- ЗАДАНИЯ:
**A.** Ответьте коротко по отрывку о поездке по Динглу:
(i) Курс какой валюты упал ниже британского?
(ii) В какой долине не было дождя в день самого сильного ливня?
(iii) Что вскричала дама в баре в Боллиферритере?
**B.** Перечислите все полевые цветы, которые названы в отрывке о поездке по Динглу.

- ОТРЫВОК ИЗ ТЕКСТА:
══════════
После разговора о доблестных свершениях Финна Маккула, эльфов и лепреконов разговор переходит на стоимость запчастей, цены на зерно, курс ирландского фунта (он упал ниже британского). Атмосфера изолированности усугубляется и особым языком - многие здесь не говорят по-английски, знают только гэльский. Жизнь на отшибе отбивает интерес к политике. О партизанской войне в Северной Ирландии здесь почти не толкуют; те немногие, с кем я попытался обсудить эту тему, ограничились заявлением, что Ольстер надо бы присоединить к Эйре.
О религии никто и не заикается. Единственным проявлением набожности, которое я тут наблюдал, было напутствие некой дамы в баре в Боллиферритере, которая вскричала "Бог ты мой!", когда я допил свою пинту "Гиннесса".
В день, когда был самый сильный ливень, мы спустились по склонам в долину Куминул, где - благодаря ее необычной форме, напоминающей разрушенный собор - никакого дождя не было. Я послал детей собирать выброшенные на берег деревяшки, а потом развел костер у входа в сухую пещеру. Только сельские жители ассоциируют путешествия с танцующими девушками и ужином при свечах на террасе; для городского неженки самый яркий момент путешествия - когда он правильно опознает горную вершину, разводит огонь под дождем или узнает полевые цветы на лугах Дингла: вот вереск, вот колокольчики, вот наперстянка.
А если городской неженка настолько высокого мнения о себе, что ищет нехоженых земель, к его услугам пять миль необитаемого побережья Стредболли-Стрэнд, сплюснутый, но величественный пролив Инч или самая дикая глушь в ирландской глуши - остров Грейт-Бласкет неподалеку от Данкина.
══════════
- СОХРАНЁННЫЕ СТРОКИ:
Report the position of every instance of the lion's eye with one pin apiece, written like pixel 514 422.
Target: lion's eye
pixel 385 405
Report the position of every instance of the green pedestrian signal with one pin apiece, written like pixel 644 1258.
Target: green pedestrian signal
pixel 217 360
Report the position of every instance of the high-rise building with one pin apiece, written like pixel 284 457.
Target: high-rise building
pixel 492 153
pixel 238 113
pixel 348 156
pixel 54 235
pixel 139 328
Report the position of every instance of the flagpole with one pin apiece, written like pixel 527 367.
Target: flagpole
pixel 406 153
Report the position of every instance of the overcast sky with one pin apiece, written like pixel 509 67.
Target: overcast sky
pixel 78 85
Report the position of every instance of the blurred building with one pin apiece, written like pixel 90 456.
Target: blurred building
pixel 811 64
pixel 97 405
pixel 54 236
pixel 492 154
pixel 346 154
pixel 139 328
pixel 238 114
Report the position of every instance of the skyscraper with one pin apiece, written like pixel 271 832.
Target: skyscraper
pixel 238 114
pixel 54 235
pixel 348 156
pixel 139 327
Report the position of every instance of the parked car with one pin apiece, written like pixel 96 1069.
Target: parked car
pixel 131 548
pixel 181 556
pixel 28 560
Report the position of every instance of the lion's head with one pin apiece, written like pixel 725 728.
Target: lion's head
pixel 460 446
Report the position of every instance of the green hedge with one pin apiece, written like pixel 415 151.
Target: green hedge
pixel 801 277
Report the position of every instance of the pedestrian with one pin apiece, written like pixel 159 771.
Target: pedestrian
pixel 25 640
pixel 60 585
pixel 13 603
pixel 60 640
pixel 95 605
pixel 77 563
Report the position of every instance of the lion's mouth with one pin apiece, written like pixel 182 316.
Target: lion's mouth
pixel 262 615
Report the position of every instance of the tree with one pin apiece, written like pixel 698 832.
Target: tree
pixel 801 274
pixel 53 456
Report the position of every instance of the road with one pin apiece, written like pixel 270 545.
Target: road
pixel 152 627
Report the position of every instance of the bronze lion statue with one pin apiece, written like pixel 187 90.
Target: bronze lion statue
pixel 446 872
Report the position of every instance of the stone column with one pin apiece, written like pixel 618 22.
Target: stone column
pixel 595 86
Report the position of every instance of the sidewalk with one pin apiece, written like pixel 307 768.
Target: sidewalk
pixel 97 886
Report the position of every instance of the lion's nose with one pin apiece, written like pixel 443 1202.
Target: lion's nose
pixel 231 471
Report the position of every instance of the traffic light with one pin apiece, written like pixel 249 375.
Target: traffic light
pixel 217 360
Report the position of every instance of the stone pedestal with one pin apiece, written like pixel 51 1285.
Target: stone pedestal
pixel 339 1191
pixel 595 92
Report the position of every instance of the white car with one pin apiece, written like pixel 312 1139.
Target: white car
══════════
- ОТВЕТЫ:
**A.**
(i) Ирландского фунта.
(ii) В долине Куминул.
(iii) "Бог ты мой!"

**B.** Вереск, колокольчики, наперстянка.